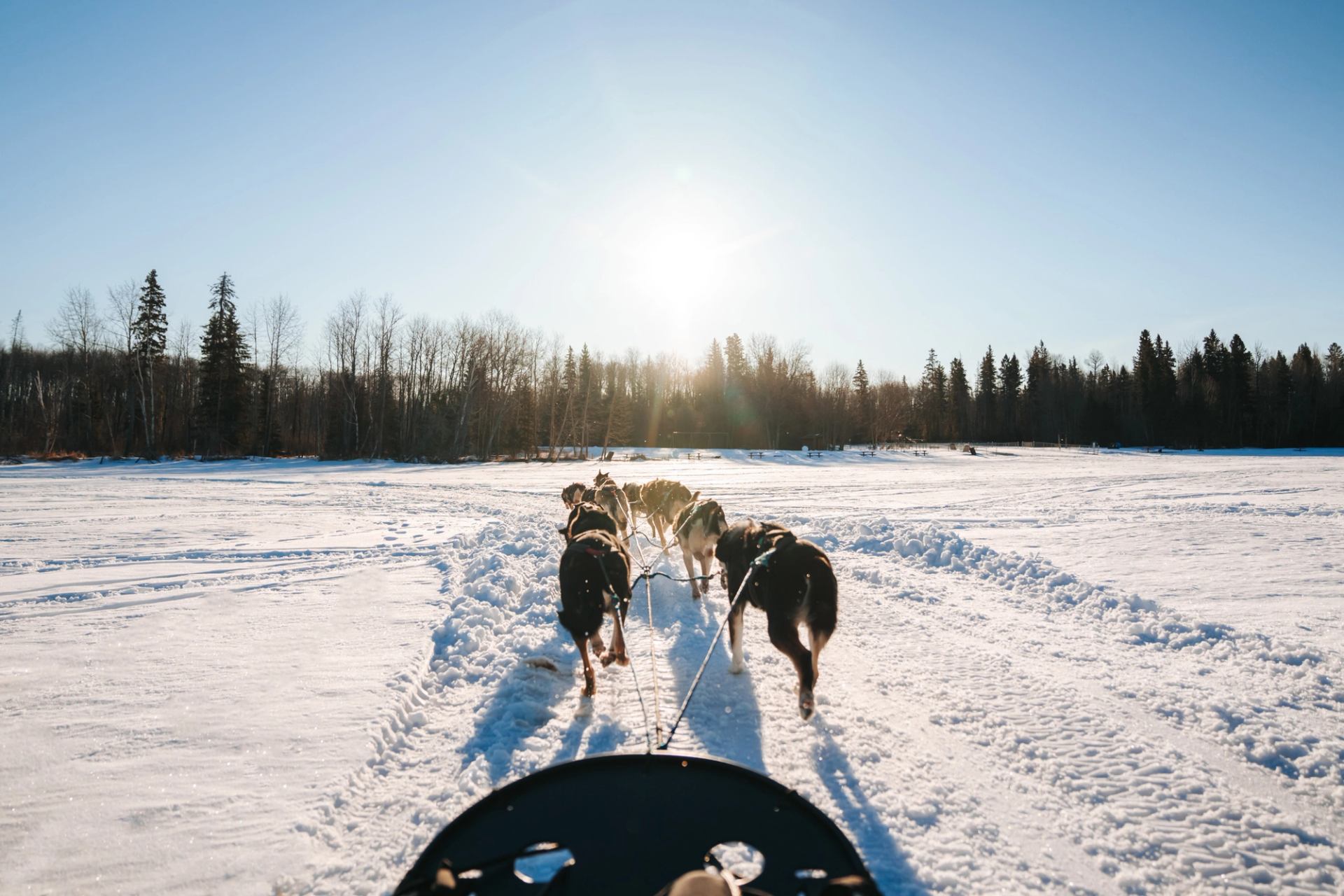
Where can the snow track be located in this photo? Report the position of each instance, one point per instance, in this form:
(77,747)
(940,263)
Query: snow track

* * *

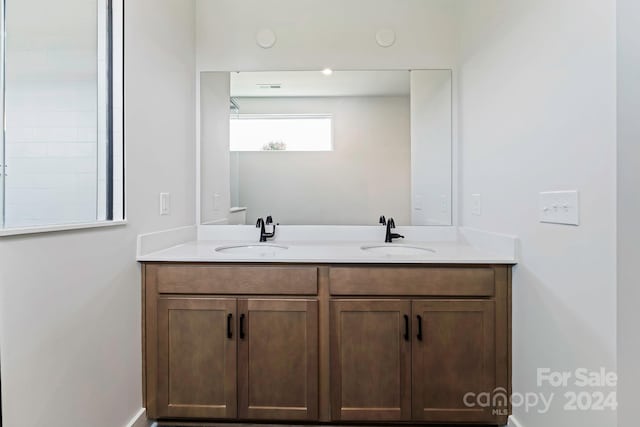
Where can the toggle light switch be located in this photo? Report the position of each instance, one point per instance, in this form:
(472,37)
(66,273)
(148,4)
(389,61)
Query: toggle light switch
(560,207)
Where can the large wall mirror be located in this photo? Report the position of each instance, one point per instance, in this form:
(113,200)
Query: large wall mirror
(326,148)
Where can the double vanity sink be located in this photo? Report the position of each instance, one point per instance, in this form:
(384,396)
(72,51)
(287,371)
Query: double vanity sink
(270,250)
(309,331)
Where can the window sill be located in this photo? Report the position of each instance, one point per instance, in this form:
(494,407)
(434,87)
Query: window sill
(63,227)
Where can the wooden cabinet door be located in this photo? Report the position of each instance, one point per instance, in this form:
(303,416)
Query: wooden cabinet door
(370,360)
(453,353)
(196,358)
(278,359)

_Directions for this task_. Please pull out every line of the material above that contains the string "Query". Case counts.

_Solution to the exercise_.
Query: snow track
Query: toggle light switch
Query: large wall mirror
Query: double vanity sink
Query: window sill
Query: wooden cabinet door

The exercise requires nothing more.